— To do —
Both the line below containing "--detect sliding glass door" and the line containing "--detect potted plant", along with every line between them, should be repeated exactly; no other line belongs in the answer.

— Data for processing —
++++++
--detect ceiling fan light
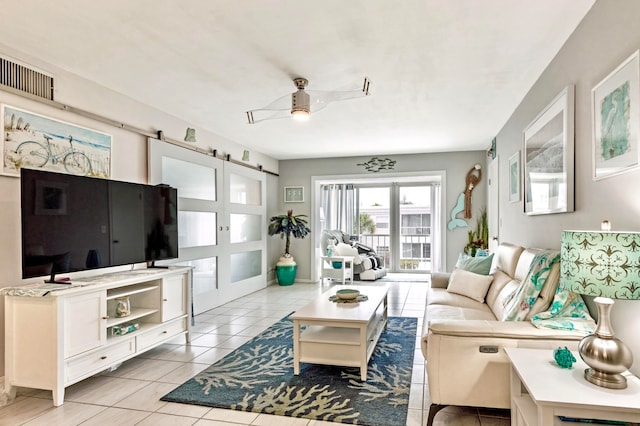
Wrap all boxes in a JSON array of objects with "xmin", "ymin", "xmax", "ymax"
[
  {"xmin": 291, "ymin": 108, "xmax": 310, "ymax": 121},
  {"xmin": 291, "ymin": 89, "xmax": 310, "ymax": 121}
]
++++++
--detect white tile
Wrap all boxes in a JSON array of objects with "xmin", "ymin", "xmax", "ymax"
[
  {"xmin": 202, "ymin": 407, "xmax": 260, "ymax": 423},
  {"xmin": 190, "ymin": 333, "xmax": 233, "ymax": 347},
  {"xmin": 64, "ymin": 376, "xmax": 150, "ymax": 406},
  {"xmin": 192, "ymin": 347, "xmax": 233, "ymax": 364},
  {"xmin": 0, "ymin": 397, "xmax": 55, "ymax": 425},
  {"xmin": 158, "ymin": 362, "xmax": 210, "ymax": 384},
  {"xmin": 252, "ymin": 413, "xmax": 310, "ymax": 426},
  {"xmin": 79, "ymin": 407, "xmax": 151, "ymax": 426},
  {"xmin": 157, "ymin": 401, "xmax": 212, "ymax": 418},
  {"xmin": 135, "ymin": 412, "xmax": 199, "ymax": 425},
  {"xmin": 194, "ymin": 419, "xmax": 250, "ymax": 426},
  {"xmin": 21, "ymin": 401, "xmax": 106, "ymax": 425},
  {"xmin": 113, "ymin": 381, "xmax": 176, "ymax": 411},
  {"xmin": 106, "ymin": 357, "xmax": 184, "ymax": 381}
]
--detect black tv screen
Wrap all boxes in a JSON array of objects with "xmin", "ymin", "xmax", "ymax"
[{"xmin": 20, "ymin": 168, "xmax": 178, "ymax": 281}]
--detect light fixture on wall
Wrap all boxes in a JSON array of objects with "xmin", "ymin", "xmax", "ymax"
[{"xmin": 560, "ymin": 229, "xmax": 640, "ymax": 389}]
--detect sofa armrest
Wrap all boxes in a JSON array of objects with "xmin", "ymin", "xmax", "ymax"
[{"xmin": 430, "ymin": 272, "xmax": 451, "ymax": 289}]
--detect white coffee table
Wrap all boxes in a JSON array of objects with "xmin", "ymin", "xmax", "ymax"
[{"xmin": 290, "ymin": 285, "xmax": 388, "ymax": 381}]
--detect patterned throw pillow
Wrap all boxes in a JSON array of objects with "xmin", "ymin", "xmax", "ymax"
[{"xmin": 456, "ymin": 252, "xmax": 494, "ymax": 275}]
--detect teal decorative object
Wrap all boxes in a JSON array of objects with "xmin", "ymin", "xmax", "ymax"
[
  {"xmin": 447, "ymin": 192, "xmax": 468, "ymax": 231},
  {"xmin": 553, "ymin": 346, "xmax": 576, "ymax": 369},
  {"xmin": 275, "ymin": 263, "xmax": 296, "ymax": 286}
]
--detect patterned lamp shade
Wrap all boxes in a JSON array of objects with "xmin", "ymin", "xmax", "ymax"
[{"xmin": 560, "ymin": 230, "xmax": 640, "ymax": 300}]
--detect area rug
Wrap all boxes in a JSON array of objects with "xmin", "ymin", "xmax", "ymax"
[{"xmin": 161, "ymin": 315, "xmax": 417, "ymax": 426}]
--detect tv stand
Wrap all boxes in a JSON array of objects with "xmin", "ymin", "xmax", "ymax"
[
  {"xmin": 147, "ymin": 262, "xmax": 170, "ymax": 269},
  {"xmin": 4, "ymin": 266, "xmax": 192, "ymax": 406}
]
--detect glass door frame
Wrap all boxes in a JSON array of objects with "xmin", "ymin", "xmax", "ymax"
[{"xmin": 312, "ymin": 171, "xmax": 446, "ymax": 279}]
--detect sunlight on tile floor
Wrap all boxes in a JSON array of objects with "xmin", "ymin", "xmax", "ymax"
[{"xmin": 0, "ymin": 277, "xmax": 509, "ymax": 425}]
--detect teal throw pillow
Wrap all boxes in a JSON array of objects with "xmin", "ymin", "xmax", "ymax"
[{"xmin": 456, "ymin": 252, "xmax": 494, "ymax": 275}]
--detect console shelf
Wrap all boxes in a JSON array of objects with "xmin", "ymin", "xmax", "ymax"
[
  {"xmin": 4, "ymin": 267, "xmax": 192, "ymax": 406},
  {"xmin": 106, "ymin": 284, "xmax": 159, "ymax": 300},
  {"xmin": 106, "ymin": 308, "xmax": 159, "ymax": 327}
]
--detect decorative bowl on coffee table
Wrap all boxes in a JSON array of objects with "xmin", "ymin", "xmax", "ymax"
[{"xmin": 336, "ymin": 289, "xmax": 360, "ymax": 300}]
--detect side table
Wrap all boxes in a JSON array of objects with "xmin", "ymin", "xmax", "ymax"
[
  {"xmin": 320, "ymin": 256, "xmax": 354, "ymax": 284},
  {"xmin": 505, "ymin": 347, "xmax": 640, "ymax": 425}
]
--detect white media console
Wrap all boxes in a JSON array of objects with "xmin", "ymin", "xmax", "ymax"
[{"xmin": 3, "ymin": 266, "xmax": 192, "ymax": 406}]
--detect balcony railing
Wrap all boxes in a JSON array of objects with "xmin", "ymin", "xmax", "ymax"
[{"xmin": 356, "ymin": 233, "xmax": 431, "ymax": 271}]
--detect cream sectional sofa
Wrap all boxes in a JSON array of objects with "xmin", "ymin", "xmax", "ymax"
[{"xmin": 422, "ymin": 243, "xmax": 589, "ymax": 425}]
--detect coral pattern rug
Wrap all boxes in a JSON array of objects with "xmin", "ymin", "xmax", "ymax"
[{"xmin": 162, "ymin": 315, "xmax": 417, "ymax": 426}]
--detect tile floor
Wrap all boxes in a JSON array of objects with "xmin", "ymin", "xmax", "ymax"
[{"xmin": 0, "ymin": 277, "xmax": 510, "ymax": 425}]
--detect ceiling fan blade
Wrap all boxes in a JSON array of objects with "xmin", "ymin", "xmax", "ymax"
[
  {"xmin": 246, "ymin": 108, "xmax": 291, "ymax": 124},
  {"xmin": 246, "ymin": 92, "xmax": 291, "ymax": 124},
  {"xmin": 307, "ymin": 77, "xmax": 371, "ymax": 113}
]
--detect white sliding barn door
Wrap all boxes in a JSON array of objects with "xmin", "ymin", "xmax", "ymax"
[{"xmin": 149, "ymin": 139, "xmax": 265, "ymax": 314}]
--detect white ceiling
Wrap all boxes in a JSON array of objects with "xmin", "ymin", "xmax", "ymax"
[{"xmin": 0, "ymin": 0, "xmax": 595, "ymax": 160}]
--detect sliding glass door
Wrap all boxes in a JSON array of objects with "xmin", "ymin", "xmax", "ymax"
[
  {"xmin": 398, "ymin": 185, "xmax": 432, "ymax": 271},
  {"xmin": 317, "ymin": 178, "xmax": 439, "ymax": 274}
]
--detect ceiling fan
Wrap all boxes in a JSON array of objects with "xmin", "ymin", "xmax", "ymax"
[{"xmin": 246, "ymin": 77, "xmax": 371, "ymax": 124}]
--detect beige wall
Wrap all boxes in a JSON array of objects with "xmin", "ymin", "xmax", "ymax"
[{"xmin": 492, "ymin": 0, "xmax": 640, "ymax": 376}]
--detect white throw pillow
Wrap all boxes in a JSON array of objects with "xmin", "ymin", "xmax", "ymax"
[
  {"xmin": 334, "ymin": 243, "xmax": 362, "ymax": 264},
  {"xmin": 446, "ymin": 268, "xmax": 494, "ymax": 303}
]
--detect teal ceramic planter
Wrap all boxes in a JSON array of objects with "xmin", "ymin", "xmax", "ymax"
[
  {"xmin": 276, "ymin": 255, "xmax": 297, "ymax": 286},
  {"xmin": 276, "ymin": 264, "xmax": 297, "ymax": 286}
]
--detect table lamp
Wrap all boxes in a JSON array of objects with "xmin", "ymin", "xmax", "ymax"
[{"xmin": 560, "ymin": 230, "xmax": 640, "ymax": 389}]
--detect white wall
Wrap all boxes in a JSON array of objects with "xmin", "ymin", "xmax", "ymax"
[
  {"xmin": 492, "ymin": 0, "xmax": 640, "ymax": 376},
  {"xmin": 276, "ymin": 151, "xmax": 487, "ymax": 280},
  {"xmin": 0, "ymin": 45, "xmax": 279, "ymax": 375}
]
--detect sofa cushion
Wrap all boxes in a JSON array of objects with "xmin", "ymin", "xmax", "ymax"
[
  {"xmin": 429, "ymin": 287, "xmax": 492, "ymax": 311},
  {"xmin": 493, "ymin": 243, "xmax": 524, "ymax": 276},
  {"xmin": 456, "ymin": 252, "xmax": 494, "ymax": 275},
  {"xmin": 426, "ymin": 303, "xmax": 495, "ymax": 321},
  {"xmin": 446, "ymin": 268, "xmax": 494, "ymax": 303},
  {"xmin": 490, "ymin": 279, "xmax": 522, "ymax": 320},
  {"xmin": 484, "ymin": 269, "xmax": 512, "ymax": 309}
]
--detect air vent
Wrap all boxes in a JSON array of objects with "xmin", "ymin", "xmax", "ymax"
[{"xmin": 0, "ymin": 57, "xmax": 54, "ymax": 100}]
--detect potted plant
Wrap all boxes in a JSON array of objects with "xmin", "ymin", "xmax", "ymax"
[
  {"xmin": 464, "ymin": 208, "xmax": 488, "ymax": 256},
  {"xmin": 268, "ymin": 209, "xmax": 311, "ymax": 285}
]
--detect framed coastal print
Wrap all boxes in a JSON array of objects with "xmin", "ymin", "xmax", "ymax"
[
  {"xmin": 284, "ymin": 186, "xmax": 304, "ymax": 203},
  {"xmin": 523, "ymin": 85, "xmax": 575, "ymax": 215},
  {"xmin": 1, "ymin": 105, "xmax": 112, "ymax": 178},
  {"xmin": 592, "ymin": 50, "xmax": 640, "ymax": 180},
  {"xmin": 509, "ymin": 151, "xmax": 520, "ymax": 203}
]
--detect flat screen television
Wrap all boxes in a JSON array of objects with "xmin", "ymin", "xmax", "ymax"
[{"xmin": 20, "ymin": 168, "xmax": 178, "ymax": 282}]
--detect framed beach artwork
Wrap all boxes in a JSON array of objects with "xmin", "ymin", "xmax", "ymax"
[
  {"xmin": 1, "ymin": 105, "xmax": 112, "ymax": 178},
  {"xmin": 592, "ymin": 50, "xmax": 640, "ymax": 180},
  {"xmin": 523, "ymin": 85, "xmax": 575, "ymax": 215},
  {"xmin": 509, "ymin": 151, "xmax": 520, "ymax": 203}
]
++++++
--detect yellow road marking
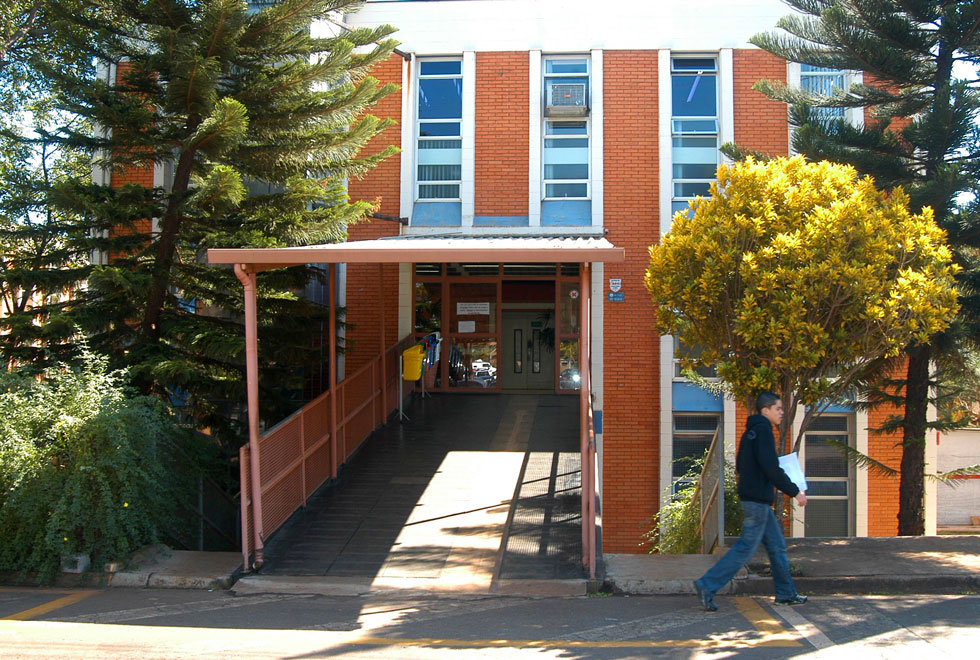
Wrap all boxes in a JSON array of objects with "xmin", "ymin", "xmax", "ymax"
++++++
— Result below —
--detect sliding glass door
Wrap all boxes in a JSON array of objects with "xmin", "ymin", "xmax", "ymax"
[
  {"xmin": 398, "ymin": 185, "xmax": 432, "ymax": 271},
  {"xmin": 317, "ymin": 178, "xmax": 439, "ymax": 274}
]
--detect ceiling fan
Wrap all boxes in a JSON array of objects with "xmin", "ymin", "xmax", "ymax"
[{"xmin": 246, "ymin": 77, "xmax": 371, "ymax": 124}]
--detect beige wall
Wrap all boxes in a JSON array of objects with "xmin", "ymin", "xmax", "ymax"
[{"xmin": 492, "ymin": 0, "xmax": 640, "ymax": 376}]
--detect white throw pillow
Wrap all boxes in a JSON array of objects with "xmin", "ymin", "xmax", "ymax"
[
  {"xmin": 334, "ymin": 243, "xmax": 362, "ymax": 264},
  {"xmin": 446, "ymin": 268, "xmax": 494, "ymax": 303}
]
--detect teal ceramic planter
Wrap all boxes in a JSON array of objects with "xmin", "ymin", "xmax", "ymax"
[
  {"xmin": 276, "ymin": 255, "xmax": 297, "ymax": 286},
  {"xmin": 276, "ymin": 264, "xmax": 297, "ymax": 286}
]
--detect table lamp
Wrap all boxes in a JSON array of objects with "xmin", "ymin", "xmax", "ymax"
[{"xmin": 560, "ymin": 230, "xmax": 640, "ymax": 389}]
--detect white wall
Wrap all boxes in a JSON array of objects with "xmin", "ymin", "xmax", "ymax"
[
  {"xmin": 492, "ymin": 0, "xmax": 640, "ymax": 376},
  {"xmin": 276, "ymin": 151, "xmax": 487, "ymax": 280},
  {"xmin": 0, "ymin": 45, "xmax": 279, "ymax": 375}
]
--detect sofa cushion
Wrap all boxes in a JSON array of objects with "xmin", "ymin", "xmax", "ymax"
[
  {"xmin": 429, "ymin": 287, "xmax": 492, "ymax": 311},
  {"xmin": 493, "ymin": 243, "xmax": 524, "ymax": 276},
  {"xmin": 456, "ymin": 252, "xmax": 494, "ymax": 275},
  {"xmin": 426, "ymin": 303, "xmax": 495, "ymax": 321},
  {"xmin": 446, "ymin": 268, "xmax": 494, "ymax": 303},
  {"xmin": 490, "ymin": 279, "xmax": 522, "ymax": 320},
  {"xmin": 484, "ymin": 269, "xmax": 512, "ymax": 309}
]
--detect air vent
Wrap all boxes in a JSON array of objects with "xmin", "ymin", "xmax", "ymax"
[{"xmin": 0, "ymin": 57, "xmax": 54, "ymax": 100}]
--detect potted plant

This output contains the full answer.